### Written task a
In the thread, which module can the writer install with `mvn install -pl` when `network/shuffle` fails?

### Extracted text
Compiling one module (after building/installing its dependencies) seems
like the sort of thing that should be possible, and I don't see why my
previously-documented attempt is failing.

re: Marcelo's comment about "missing the 'spark-parent' project", I saw
that error message too and tried to ascertain what it could mean. Why would
`network/shuffle` need something from the parent project? AFAICT
`network/common` has the same references to the parent project as
`network/shuffle` (namely just a  block in its POM), and yet I can
`mvn install -pl` the former but not the latter. Why would this be? One
difference is that `network/shuffle` has a dependency on another module,
while `network/common` does not.

Does Maven not let you build modules that depend on *any* other modules
without building *all* modules, or is there a way to do this that we've not
found yet?

Patrick: per my response to Marcelo above, I am trying to avoid having to
compile and package a bunch of stuff I am not using, which both `mvn
package` and `mvn install` on the parent project do.





On Tue Dec 02 2014 at 3:45:48 PM Marcelo Vanzin  wrote:

> On Tue, Dec 2, 2014 at 2:40 PM, Ryan Williams
>  wrote:
> > Following on Mark's Maven examples, here is another related issue I'm
> > having:
> >
> > I'd like to compile just the `core` module after a `mvn clean`, without
> > building an assembly JAR first. Is this possible?
>
> Out of curiosity, may I ask why? What's the problem with running "mvn
> install -DskipTests" first (or "package" instead of "install",
> although I generally do the latter)?
>
> You can probably do what you want if you manually build / install all
> the needed dependencies first; you found two, but it seems you're also
> missing the "spark-parent" project (which is the top-level pom). That
> sounds like a lot of trouble though, for not any gains that I can
> see... after the first build you should be able to do what you want
> easily.
>
> --
> Marcelo
>


Re: Spurious test failures, testing best practices

2014-12-02 Thread Patrick Wendell
Hey Ryan,

What if you run a single "mvn install" to install all libraries
locally - then can you "mvn compile -pl core"? I think this may be the
only way to make it work.

- Patrick

On Tue, Dec 2, 2014 at 2:40 PM, Ryan Williams
 wrote:
> Following on Mark's Maven examples, here is another related issue I'm
> having:
>
> I'd like to compile just the `core` module after a `mvn clean`, without
> building an assembly JAR first. Is this possible?

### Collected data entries

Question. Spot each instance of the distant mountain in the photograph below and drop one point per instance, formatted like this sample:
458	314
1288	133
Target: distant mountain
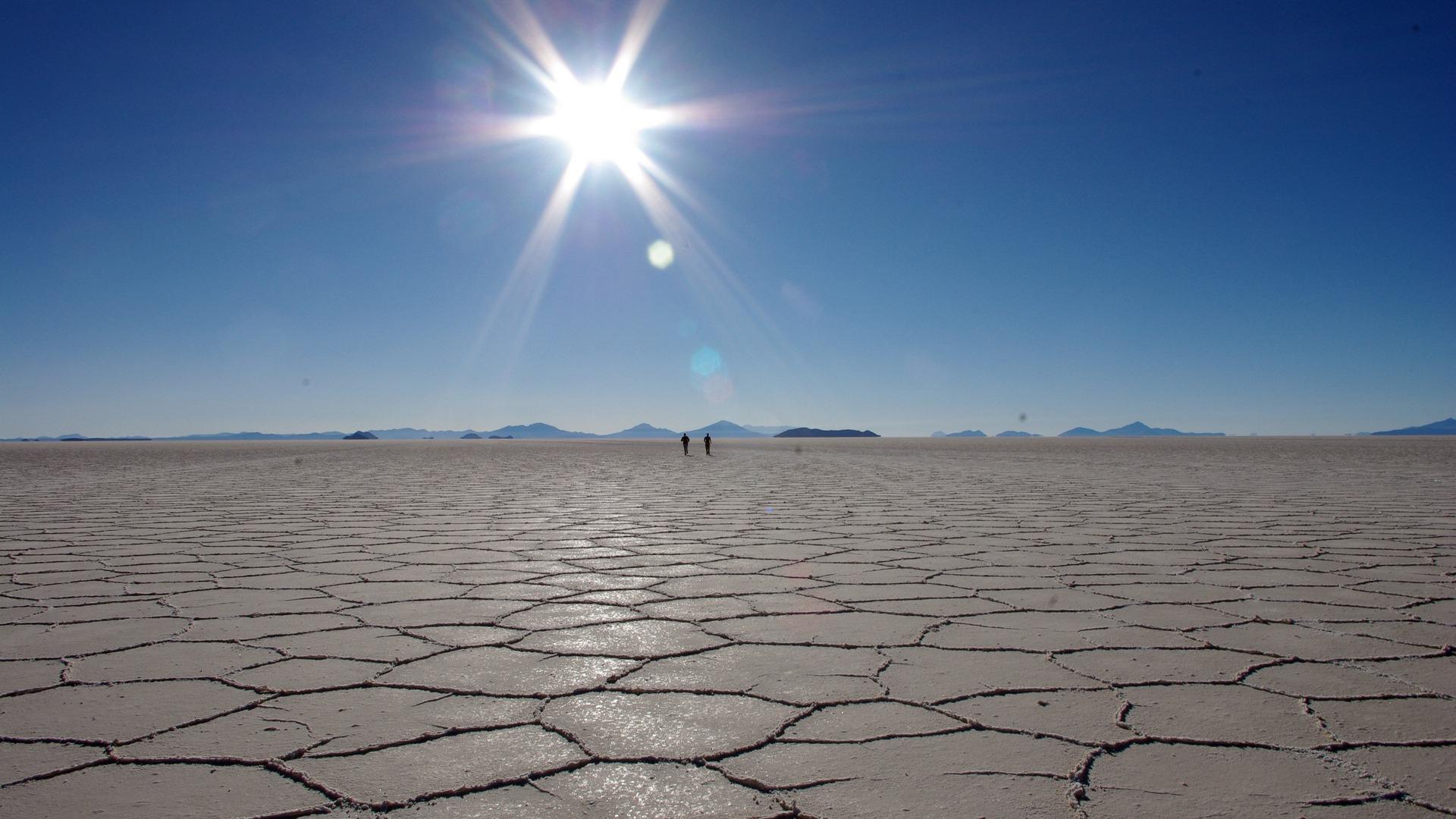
73	436
1446	428
1136	428
644	431
332	435
764	430
726	430
539	430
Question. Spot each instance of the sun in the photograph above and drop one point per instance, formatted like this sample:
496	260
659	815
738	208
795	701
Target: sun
599	123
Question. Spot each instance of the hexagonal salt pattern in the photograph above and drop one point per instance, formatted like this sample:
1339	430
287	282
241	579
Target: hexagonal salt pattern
449	630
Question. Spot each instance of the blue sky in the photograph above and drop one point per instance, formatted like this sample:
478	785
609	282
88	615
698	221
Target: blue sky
1237	216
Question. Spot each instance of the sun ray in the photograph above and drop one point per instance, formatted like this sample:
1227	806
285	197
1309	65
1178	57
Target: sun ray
530	34
644	18
522	293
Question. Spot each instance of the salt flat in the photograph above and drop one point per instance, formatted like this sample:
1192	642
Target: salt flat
1190	627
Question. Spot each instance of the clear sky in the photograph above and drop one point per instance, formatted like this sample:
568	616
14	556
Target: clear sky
899	216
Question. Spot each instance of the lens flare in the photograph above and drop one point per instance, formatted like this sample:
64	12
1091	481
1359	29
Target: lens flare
707	362
660	254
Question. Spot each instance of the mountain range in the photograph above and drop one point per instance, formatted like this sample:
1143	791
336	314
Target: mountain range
718	428
1136	428
1446	428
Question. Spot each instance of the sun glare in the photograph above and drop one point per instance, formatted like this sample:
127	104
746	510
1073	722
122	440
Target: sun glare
599	124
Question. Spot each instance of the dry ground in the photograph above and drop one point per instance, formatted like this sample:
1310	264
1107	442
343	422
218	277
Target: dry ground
1244	627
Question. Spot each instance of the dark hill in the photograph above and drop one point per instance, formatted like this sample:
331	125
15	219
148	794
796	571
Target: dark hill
1446	428
724	430
1136	428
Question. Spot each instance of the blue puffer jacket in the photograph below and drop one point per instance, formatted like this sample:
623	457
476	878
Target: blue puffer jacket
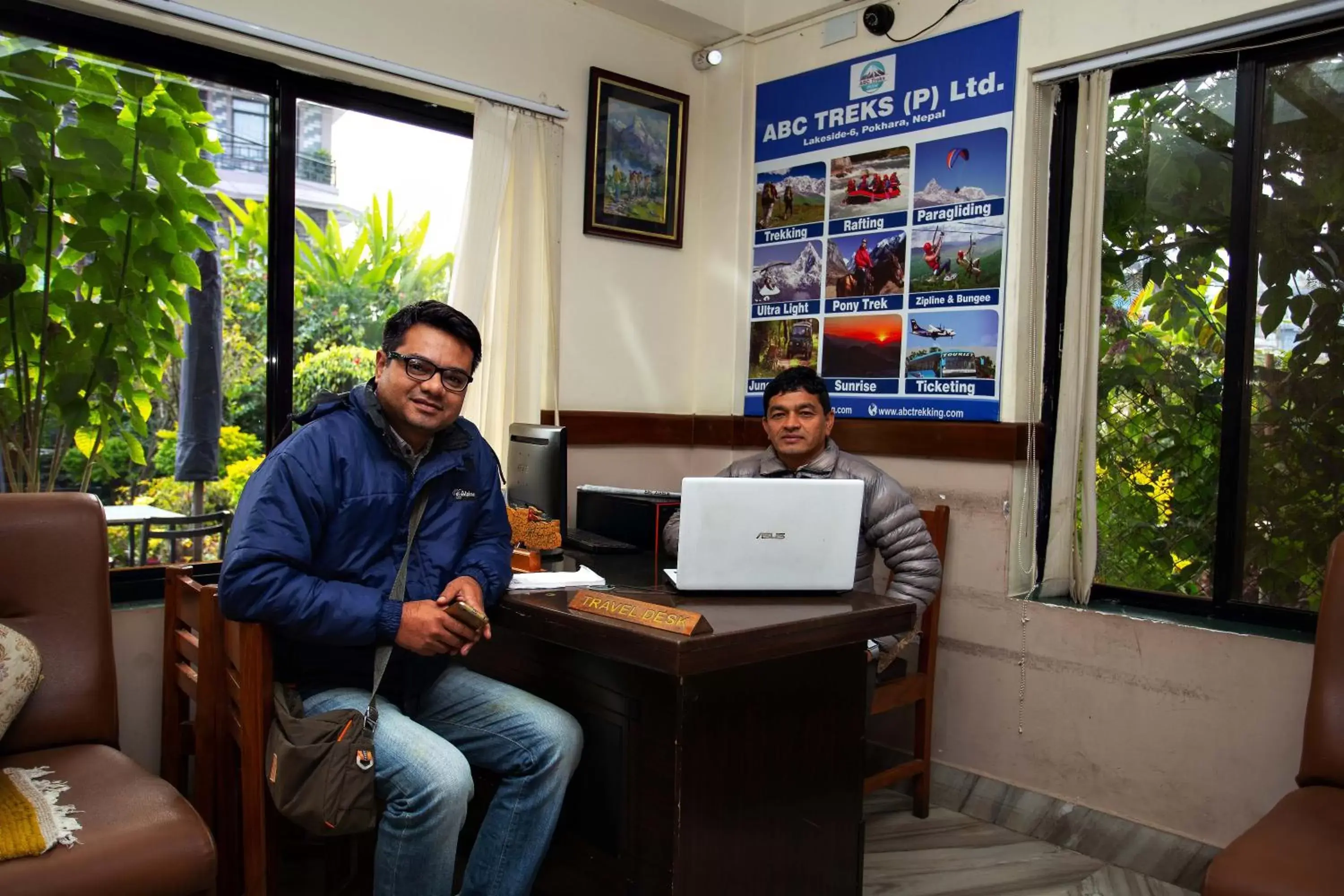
320	532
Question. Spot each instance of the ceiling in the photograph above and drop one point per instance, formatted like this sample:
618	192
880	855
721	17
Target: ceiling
707	22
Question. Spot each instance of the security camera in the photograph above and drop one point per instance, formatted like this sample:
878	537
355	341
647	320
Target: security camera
879	18
706	60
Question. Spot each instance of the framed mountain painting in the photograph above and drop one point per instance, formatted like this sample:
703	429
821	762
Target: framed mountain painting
635	185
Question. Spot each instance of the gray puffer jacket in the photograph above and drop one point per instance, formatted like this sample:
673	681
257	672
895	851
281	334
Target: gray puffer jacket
892	524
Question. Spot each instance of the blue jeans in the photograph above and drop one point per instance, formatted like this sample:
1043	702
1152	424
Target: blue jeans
424	775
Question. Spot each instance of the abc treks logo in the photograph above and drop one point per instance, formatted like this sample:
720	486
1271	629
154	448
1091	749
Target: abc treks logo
873	78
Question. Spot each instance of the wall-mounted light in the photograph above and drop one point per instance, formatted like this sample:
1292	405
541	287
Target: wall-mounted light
706	60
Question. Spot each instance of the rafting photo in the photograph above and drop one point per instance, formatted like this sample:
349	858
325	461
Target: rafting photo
777	346
952	345
871	265
791	197
863	346
961	170
873	183
787	273
957	256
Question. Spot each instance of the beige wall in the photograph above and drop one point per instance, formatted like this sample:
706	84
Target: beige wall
1176	727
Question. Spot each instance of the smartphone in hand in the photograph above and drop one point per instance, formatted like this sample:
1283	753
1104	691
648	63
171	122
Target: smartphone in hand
467	614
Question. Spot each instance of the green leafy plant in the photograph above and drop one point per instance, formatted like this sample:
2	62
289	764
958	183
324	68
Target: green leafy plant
234	445
345	292
335	370
101	168
1164	310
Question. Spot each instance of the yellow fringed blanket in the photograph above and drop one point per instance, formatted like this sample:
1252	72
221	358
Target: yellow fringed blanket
31	821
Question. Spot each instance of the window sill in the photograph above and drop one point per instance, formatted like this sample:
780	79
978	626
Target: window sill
1189	620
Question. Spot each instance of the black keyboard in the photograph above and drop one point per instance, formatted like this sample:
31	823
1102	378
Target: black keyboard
594	543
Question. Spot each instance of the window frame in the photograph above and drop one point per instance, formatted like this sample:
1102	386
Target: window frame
1250	65
285	88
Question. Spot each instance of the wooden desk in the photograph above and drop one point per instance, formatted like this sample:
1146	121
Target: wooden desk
717	763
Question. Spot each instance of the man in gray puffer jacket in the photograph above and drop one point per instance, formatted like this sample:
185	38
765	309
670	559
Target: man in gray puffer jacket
799	421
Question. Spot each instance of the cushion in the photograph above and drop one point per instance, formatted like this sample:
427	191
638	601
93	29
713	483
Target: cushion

### Written task b
Please report every line of the rows that contains the string "cushion", matching case exactly.

### Written solution a
`network/common`

### Written solution b
Question. Spot each instance of the cushion in the photograph above and drop one point per instance, formatted like this sample:
Target: cushion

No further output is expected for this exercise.